> WHAT THE TASK ASKS
In the listing below, find each line containing "tire" and report it.
____ DATA RECORDS
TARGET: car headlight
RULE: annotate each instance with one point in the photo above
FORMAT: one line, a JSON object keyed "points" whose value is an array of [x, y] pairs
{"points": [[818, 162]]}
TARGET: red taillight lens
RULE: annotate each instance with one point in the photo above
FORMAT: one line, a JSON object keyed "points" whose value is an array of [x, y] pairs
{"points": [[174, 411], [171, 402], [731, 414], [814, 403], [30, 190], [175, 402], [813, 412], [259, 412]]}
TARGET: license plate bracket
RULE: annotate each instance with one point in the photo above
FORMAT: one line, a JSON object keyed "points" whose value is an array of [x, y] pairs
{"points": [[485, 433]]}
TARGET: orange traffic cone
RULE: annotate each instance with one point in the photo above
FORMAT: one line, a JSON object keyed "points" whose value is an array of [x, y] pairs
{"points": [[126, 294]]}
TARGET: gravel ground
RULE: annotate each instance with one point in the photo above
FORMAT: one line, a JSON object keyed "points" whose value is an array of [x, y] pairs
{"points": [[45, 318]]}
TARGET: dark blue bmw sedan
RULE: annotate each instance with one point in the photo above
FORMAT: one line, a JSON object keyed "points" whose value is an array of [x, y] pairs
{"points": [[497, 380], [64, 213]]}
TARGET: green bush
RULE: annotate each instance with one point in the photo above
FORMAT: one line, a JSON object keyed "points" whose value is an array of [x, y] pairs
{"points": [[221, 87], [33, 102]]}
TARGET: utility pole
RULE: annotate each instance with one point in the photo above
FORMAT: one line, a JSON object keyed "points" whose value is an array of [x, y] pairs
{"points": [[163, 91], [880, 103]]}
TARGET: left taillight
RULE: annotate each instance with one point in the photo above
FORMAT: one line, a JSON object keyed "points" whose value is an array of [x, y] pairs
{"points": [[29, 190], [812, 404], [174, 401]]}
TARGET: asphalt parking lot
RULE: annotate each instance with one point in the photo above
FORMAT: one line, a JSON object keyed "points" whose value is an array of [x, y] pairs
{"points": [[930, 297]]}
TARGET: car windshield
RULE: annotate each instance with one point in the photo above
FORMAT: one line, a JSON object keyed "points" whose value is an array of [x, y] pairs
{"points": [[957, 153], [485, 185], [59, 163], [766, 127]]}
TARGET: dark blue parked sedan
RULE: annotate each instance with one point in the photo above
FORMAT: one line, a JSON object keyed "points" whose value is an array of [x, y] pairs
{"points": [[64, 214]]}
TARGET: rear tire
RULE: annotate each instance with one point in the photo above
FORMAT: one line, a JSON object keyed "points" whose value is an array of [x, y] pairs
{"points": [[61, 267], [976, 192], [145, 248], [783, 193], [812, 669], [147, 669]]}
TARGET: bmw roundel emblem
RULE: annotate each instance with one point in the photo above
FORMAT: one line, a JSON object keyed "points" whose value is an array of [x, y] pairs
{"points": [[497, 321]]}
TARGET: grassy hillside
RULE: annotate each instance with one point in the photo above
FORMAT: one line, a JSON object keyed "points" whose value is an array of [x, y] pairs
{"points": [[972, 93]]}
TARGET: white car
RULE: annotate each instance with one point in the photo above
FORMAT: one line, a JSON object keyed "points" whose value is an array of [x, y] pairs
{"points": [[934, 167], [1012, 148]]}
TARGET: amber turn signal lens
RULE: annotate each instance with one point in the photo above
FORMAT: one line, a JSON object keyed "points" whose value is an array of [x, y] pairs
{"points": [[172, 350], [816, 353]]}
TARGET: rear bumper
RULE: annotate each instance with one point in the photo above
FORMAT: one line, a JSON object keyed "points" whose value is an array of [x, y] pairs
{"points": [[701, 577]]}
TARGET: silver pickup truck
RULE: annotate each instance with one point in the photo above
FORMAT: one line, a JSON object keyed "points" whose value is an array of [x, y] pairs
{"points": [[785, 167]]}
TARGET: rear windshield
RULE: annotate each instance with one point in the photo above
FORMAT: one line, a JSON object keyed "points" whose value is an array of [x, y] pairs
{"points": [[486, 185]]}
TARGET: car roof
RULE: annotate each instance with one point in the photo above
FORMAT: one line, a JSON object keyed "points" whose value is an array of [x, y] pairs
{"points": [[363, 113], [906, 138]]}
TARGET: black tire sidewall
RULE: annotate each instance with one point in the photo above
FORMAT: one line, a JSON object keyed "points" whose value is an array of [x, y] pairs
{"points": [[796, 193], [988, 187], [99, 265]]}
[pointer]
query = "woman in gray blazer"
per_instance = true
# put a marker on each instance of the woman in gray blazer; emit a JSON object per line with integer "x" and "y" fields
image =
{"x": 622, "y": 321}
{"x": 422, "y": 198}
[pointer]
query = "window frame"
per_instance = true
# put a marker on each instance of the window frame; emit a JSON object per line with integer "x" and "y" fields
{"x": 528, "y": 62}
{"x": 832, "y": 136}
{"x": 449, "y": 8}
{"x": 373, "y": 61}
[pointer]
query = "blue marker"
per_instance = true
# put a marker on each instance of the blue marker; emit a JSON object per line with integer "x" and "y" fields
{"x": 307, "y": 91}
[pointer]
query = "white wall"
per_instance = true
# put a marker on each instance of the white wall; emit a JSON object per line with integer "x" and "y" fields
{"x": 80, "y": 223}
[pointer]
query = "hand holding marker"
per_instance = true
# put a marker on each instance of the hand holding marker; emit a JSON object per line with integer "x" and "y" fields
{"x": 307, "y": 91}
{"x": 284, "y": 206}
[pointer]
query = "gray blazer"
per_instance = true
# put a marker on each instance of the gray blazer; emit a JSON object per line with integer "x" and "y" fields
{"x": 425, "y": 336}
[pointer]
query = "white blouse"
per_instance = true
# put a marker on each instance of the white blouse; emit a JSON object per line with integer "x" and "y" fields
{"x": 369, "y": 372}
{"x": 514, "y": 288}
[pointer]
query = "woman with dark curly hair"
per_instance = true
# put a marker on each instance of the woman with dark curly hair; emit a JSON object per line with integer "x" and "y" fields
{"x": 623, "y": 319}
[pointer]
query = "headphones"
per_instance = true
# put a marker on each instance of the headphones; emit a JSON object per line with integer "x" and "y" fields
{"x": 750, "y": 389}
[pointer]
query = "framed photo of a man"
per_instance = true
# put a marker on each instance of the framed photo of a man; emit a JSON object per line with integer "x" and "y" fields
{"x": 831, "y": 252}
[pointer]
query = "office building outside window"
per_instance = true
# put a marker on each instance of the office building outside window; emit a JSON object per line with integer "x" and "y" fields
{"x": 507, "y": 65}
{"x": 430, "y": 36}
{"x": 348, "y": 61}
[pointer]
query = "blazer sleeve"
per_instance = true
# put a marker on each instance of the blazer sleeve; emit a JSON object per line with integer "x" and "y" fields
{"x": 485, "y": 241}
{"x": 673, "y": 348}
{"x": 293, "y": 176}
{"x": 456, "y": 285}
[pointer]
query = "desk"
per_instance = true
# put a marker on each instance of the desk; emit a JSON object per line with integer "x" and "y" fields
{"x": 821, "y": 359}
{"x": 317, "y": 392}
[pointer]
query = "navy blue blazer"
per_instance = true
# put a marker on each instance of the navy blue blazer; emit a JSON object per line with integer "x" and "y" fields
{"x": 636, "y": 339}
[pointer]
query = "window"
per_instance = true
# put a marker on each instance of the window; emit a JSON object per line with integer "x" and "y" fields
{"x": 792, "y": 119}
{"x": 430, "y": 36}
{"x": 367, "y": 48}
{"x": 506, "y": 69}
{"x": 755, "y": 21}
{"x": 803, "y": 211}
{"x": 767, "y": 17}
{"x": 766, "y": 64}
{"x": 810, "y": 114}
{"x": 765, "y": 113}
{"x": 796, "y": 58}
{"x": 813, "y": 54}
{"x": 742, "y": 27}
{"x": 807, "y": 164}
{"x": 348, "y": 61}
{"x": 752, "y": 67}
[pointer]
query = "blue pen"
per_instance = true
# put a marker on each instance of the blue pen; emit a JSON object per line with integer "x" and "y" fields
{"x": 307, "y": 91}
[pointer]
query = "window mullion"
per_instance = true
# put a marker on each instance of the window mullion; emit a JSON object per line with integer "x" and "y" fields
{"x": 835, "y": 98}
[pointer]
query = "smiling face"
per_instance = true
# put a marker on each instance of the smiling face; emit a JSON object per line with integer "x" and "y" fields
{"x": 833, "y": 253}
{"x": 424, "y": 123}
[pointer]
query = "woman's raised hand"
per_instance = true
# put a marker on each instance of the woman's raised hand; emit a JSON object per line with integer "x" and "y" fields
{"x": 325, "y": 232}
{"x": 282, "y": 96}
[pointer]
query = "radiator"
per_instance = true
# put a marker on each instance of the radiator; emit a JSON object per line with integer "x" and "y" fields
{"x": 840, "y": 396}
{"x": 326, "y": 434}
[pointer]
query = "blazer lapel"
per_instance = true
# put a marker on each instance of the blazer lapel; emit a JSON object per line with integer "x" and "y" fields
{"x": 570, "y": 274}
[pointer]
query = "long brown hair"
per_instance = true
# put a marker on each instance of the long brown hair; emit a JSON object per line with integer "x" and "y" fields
________
> REPLY
TARGET: rear tire
TARGET: black tire sidewall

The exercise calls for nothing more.